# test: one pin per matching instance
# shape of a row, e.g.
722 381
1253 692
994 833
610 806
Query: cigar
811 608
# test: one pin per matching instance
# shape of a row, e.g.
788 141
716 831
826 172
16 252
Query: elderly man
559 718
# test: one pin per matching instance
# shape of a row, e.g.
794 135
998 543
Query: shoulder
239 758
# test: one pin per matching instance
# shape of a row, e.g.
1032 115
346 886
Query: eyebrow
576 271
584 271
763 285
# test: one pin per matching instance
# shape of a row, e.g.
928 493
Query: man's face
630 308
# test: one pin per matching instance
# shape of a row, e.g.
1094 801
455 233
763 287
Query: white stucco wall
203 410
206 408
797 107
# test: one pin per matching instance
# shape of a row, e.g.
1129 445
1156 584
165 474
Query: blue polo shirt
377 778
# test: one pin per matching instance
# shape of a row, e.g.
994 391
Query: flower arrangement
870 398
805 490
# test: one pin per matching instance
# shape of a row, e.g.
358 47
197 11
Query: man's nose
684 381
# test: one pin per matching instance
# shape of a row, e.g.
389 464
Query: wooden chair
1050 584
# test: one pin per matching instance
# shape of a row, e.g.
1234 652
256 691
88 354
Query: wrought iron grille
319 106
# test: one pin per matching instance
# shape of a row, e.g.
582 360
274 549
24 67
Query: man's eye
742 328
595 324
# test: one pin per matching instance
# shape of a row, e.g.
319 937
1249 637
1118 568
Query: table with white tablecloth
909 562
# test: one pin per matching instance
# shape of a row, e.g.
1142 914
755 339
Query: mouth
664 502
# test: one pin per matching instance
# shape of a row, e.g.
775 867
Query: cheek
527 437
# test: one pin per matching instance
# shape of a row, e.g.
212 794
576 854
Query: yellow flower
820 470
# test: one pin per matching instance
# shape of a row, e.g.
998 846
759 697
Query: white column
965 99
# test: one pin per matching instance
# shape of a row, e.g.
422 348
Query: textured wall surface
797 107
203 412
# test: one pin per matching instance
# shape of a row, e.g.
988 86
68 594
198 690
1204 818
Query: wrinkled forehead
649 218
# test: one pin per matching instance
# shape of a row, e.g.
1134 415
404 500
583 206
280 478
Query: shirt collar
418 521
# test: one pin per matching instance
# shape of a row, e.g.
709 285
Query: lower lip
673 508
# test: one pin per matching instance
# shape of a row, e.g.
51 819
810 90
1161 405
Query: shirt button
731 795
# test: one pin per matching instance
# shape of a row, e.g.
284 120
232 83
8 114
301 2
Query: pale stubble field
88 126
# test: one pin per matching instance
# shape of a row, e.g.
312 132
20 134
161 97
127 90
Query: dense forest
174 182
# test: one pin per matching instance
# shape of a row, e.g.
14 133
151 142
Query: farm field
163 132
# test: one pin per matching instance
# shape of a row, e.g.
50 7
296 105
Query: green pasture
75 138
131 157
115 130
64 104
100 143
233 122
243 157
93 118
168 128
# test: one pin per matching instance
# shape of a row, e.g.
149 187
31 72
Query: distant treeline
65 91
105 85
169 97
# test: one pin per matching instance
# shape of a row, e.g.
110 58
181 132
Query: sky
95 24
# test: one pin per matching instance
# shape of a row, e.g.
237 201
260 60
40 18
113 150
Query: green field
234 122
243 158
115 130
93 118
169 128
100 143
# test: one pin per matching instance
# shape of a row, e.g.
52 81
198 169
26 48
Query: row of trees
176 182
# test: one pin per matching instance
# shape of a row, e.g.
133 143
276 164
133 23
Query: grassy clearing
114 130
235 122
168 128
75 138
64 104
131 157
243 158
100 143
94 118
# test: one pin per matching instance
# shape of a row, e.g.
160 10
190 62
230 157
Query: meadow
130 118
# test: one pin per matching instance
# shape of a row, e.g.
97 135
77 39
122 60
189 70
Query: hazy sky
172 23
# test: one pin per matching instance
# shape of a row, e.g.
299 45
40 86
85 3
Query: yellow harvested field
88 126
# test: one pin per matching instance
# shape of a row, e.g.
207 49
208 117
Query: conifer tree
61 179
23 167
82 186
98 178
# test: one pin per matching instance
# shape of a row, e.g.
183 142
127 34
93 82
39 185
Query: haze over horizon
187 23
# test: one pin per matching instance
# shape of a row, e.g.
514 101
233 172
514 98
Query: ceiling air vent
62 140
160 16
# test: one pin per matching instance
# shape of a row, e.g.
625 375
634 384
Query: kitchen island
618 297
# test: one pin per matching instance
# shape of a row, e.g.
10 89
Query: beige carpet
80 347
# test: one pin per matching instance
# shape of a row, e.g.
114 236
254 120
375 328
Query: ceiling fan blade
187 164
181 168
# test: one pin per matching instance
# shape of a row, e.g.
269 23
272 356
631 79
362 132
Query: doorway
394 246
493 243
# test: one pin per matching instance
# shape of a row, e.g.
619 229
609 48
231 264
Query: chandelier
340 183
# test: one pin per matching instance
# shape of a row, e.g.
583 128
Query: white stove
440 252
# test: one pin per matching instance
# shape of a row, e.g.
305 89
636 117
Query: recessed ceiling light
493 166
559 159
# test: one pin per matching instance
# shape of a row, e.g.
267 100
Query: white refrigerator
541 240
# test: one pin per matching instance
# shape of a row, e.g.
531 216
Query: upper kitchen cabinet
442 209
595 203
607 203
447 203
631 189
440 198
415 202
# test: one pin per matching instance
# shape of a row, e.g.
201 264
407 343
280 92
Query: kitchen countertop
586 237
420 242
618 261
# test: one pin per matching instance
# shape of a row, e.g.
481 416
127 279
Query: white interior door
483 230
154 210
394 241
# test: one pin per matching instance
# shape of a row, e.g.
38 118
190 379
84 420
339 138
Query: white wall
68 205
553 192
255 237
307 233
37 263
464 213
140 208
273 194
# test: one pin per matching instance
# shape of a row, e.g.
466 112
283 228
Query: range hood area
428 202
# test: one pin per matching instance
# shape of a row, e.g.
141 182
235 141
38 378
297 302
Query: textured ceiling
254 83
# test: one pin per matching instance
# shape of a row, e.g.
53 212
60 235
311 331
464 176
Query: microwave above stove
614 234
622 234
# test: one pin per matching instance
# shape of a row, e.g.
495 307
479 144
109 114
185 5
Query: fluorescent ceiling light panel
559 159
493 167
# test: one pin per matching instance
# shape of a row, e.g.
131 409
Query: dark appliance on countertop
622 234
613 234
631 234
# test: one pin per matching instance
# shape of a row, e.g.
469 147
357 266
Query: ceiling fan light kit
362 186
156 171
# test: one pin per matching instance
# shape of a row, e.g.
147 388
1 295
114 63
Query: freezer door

####################

**Do this**
Please tally the lines above that contain the string "field", with case counting, and give only the number.

**Task result**
4